AUSZUG ZUM LESEN:
Kontrolle über Gülen-Schulen sichern
Ein Entwurf des geplanten Abkommens liegt derzeit den Ländern zur Prüfung vor. Die haben zahlreiche rechtliche Bedenken, befürchten, dass die Türkei über die Schulen ideologischen Einfluss auf Schüler mit Migrationshintergrund nehmen könnte. Bundesaußenminister Heiko Maas (SPD) sieht das anders, verweist auf die Schulaufsicht als Kontrollinstanz. Er will das Abkommen, um damit die Existenz der drei gefährdeten deutschen Auslandsschulen in der Türkei – in Ankara, Istanbul und Izmir – zu sichern.
Der Druck Ankaras, mit Hilfe der Maarif-Stiftung im Ausland die Kontrolle über die Schulen zu gewinnen, die zur Bruderschaft des islamischen Predigers Fethullah Gülen gehören, ist immens. Staatspräsident Recep Tayip Erdogan macht seinen ehemaligen Verbündeten für den Putschversuch vom Juli 2016 verantwortlich. Auch in Deutschland und anderen westlichen Ländern hat Ankara immer wieder versucht, die Gülen-Schulen, für die Erdogan bei seinem Deutschland-Besuch vor zehn Jahren noch geworben hatte, zu übernehmen. Ohne Erfolg.

AUFGABE A: Zähle, in wie vielen Zeilen der Einträge das Wort "holding" vorkommt, und gib nur diese Zahl an. Dabei zählt Groß- und Kleinschreibung.

(Einträge zur Positionsmarkierung)

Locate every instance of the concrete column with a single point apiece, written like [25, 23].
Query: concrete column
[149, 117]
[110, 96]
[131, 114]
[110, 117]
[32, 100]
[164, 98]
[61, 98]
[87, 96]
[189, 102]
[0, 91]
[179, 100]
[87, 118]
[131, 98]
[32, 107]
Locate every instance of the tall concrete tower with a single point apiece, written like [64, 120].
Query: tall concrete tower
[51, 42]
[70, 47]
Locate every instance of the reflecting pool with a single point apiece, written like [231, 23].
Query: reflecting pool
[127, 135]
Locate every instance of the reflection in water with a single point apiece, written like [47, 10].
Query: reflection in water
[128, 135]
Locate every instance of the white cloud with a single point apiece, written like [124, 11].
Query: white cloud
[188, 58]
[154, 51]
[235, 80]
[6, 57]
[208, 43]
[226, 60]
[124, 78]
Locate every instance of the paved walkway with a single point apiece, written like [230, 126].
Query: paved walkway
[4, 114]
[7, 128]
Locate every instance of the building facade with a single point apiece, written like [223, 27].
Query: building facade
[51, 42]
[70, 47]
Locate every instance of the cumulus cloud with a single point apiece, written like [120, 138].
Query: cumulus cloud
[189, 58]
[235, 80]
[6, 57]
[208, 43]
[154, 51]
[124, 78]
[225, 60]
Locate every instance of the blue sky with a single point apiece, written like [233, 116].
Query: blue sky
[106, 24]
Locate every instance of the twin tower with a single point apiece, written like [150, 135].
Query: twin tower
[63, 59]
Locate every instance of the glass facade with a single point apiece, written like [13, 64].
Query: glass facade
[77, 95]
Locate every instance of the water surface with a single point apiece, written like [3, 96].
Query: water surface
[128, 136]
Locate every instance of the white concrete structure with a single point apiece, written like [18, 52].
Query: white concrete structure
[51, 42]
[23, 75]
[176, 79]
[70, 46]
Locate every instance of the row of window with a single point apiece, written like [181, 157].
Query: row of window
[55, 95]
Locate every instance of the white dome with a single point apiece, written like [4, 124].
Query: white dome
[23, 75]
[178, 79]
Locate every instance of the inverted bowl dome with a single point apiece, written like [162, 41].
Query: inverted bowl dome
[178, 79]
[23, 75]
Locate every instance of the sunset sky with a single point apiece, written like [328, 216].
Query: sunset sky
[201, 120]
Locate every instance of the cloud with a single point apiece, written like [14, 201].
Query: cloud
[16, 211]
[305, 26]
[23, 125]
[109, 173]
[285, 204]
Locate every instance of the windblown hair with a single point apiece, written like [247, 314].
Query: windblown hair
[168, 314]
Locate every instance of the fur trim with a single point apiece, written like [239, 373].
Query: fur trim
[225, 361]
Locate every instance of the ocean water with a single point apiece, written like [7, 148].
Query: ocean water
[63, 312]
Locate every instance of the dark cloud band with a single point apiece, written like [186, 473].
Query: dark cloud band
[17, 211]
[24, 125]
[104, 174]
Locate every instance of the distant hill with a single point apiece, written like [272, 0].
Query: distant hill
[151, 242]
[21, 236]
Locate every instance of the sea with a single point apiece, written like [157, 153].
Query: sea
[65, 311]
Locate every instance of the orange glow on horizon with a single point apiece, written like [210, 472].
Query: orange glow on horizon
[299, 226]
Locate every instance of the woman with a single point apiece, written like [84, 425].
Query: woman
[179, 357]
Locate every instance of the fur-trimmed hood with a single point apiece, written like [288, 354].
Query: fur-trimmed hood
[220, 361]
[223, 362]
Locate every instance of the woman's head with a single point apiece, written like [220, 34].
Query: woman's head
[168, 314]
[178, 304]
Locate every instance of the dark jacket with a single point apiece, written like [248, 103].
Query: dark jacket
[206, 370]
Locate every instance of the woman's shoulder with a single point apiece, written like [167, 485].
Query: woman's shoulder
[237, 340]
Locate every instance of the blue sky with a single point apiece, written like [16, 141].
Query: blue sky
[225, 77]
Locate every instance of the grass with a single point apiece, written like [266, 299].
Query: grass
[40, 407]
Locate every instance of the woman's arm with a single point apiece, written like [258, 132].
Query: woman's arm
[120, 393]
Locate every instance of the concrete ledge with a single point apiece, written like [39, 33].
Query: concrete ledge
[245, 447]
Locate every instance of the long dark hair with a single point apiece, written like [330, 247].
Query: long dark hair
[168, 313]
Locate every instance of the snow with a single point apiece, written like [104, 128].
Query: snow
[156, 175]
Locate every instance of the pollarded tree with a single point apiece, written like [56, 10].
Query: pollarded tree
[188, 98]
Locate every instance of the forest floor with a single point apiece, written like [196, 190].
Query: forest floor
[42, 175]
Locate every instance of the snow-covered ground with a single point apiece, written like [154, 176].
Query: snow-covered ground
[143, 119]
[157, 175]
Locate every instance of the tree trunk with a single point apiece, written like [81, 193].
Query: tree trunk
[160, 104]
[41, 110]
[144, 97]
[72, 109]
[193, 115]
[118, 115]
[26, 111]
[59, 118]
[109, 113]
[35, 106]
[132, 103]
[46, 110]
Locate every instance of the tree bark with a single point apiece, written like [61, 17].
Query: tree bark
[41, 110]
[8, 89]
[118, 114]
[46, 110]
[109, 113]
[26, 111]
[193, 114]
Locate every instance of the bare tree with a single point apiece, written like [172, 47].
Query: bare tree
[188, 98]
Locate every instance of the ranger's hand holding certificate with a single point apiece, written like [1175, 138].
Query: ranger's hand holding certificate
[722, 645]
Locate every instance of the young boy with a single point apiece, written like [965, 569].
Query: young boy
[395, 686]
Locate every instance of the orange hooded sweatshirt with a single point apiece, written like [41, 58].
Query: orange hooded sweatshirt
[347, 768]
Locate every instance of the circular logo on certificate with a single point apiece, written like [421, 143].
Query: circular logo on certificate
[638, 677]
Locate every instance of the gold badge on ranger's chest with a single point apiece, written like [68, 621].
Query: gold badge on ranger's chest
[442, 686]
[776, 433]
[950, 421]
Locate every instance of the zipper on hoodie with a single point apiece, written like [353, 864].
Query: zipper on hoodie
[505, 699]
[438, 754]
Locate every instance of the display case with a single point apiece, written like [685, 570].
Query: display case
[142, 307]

AUFGABE B:
Beantworte kurz diese Fragen zum Text über die Gülen-Schulen:
(i) In welchen drei Städten liegen die gefährdeten deutschen Auslandsschulen in der Türkei?
(ii) Mit Hilfe welcher Stiftung will Ankara im Ausland die Kontrolle über die Schulen gewinnen?
(iii) Worauf verweist Heiko Maas als Kontrollinstanz?

LÖSUNG A: 2

LÖSUNG B:
(i) Ankara, Istanbul und Izmir
(ii) Die Maarif-Stiftung
(iii) Auf die Schulaufsicht